---- 文書の抜粋
一下り目 寿的解説
『一ッ 正月こゑのさづけは やれめづらしい』
全文
一下り目
- 一ッ
- 正月こゑのさづけは やれめづらしい
- 二ニ
- につこりさづけもろたら やれたのもしや
- 三ニ
- さんざいこゝろをさだめ
- 四ッ
- よのなか
- 五ッ
- りをふく
- 六ッ
- むしやうにでけまわす
- 七ッ
- なにかにつくりとるなら
- 八ッ
- やまとハほうねんや
- 九ッ
- こゝまでついてこい
- 十ドッ
- とりめがさだまりた
- (なむてんりわうのみこと なむてんりわうのみこと)
一首
一ッ 正月こゑのさづけは やれめづらしい
概要
一下り目は「農作物の収穫」に例えて『普遍の理』を説いています。
農作物は天然自然に与えられるもの。
どんなに丹念に畑を耕し、水や高価な肥を蒔き、雑草取り害虫駆除など人為的に対策を施しても、干ばつや台風、洪水などの被害にあえば期待通りに豊作を得ることは適いません。
人間の知恵が進んだ今日でも、五穀豊穣を祈るお祭りが様々な神社で行われているのは、何も伝統行事としてお祭りを楽しんでいるのではなく、人間の力が及ばない天然自然の働きにより収穫を左右される現実が依然として存在するからです。
農作物の豊作により国が安泰になり、国家の繁栄を祈るお祭りは、日本国民の象徴であらされる天皇陛下の大切な務めでもあります。
世界第3位の経済大国である日本の国家元首である天皇陛下が、日夜国民の安寧を神様にお祈りする姿を思い浮かべると非常に感慨深いものがあります。日本はなんて素敵な国なのでしょう。
少し話は逸れましたが、「農作物の収穫」は神様の守護を説くための代表例であり、当時の信仰者は中山家も含めてお百姓さんが多かったので、「農作物の収穫」に例えることは理に適っているのです。
正月は一年の始まり。
--------
---- 提供情報
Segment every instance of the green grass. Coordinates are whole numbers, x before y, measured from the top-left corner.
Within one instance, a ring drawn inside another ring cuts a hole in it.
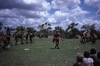
[[[55,46],[51,38],[35,39],[32,44],[14,45],[8,51],[0,52],[0,66],[72,66],[77,53],[91,48],[100,51],[99,43],[100,40],[96,44],[80,44],[78,39],[64,39],[60,49],[51,49]]]

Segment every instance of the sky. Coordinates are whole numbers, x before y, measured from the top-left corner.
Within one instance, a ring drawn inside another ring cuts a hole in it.
[[[100,0],[0,0],[0,22],[6,27],[34,27],[48,22],[52,29],[96,24],[100,29]]]

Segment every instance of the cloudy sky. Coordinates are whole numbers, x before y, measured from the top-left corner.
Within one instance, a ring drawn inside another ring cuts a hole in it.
--------
課題と演習:
a) 一下り目の解説文が、豊作を妨げる被害として挙げている天然自然の災いをすべて書き出せ。
b) 一下り目の解説文を、最後の文の後から書き継げ。

課題別の解答:
a) 干ばつ、台風、洪水の三つである。

b)
一年を「農作物の収穫」に擬えれば、農業の始まり(正月)に大変珍しい『肥のさづけ』が渡されました。今までは人間の知恵で自然と格闘してきましたが、神様の知恵で一年を安心して過ごすことができるのです。
肥のさづけ
『肥のさづけ』とは教祖が信者へ「神の道について来るには、百姓すれば十分に肥も置き難くかろう。」と「道の路銀(旅費)」として渡されたもの。
詳細は「稿本天理教教祖伝逸話篇」にて伝えられています。
肥のさづけ
教祖は、山中忠七に、「神の道について来るには、百姓すれば十分に肥も置き難くかろう。」とて、忠七に、肥のさづけをお渡し下され、「肥のさづけと言うても、何も法が効くのやない。めんめんの心の誠真実が効くのやで。」と、お諭しになり、「嘘か真か、試してみなされ。」と、仰せになった。忠七は、早速、二枚の田で、一方は十分に肥料を置き、他方は肥のさづけだけをして、その結果を待つ事にした。やがて8月が過ぎ9月も終わりとなった。肥料を置いた田は、青々と稲穂が茂って、十分、秋の稔りの豊かさを思わしめた。が、これに反して、肥のさづけの肥だけの田の方は、稲穂の背が低く、色も何だか少々赤味を帯びて、元気がないように見えた。忠七は、「やっぱりさづけよりは、肥料の方が効くようだ。」と、疑わざるを得なかった。ところが、秋の収穫時になってみると、肥料をした方の田の稲穂には、虫が付いたり、空穂があったりしているのに反し、さづけの方の田の稲穂は、背こそ少々低く思われたが、虫穂や空穂は少しもなく、結局実収の上からみれば、確かに、前者よりもすぐれていることが発見された。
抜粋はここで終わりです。